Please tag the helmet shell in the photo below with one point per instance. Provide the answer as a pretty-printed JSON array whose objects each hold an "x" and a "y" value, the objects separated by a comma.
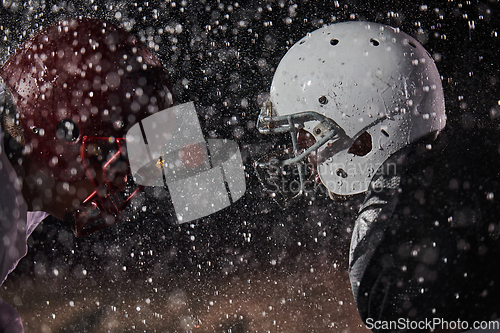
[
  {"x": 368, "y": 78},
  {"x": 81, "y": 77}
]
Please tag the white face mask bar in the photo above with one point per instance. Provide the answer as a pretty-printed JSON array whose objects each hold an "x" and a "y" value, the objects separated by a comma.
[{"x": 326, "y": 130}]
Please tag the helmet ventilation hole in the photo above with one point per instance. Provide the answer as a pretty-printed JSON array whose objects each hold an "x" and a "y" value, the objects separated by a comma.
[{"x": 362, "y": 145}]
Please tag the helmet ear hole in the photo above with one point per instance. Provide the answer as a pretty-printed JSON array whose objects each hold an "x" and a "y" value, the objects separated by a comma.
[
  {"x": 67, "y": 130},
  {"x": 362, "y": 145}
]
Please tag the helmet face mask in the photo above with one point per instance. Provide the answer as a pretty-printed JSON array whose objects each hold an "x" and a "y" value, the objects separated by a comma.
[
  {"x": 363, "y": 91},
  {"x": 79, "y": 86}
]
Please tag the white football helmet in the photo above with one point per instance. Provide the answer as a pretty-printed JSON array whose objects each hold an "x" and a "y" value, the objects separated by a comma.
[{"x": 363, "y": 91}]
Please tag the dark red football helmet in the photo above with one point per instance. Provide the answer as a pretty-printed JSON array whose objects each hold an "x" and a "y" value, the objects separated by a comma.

_What to produce_
Exactly reproduce the lines that run from the line with "Please tag the helmet ventilation" through the last line of the records, inclusive.

_Task response_
Please tag the helmet ventilation hole in the photo above with one point per instance. Provide the answer as a pretty-printed JSON array whose objects each hold an "x" and a "y" value, the objects separated by a comma.
[{"x": 362, "y": 145}]
Please tag the helmet ear hole in the photo above with one point per instance. Provide the answer as a pretty-printed JSON array whose objects each hold an "x" and a "y" value, the objects separated by a comma.
[
  {"x": 67, "y": 130},
  {"x": 362, "y": 145}
]
Please tag the helmet face mask in the photo above with one point per instance. Provide the answer as a pretty-printed JSON array whose objects each hold an "x" and a "y" value, the objects separated by a comma.
[
  {"x": 363, "y": 91},
  {"x": 79, "y": 86}
]
Please tag the white football helmet in the photo above with one point per instance. Provide the answer as a pretty-printed JSON array whose objects each hold an "x" and a "y" value, the objects separated by a comma.
[{"x": 363, "y": 91}]
Please tag the dark red football helmet in the photo above with one point per instance. Provide the answer as a pretty-printed JSON array whose objects each hold an "x" and a "y" value, the objects separated by a comma.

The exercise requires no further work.